Task to carry out. Could you set down every entry exactly as it stands, without the images?
---------- Dataset
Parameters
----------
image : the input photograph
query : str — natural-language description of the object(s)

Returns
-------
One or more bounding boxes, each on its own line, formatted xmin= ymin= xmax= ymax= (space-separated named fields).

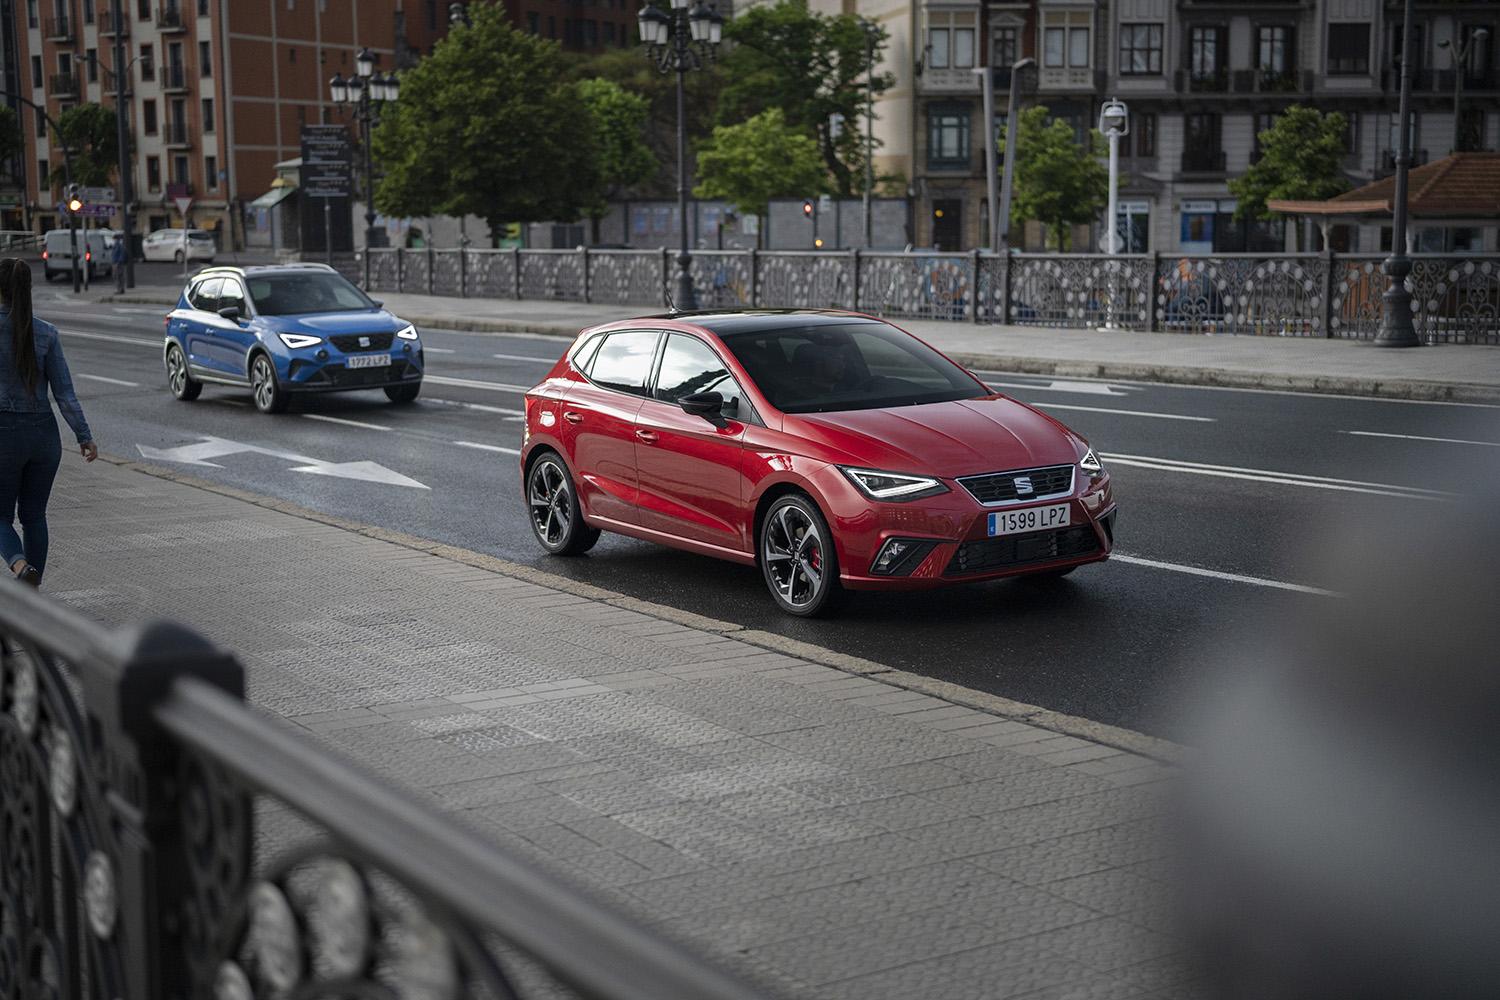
--------------------
Written solution.
Parameters
----------
image : the input photograph
query : str — natural-language description of the object(s)

Returns
-------
One or more bounding boxes, each on its own line, formatted xmin= ymin= xmax= ymax= (space-separated named fields).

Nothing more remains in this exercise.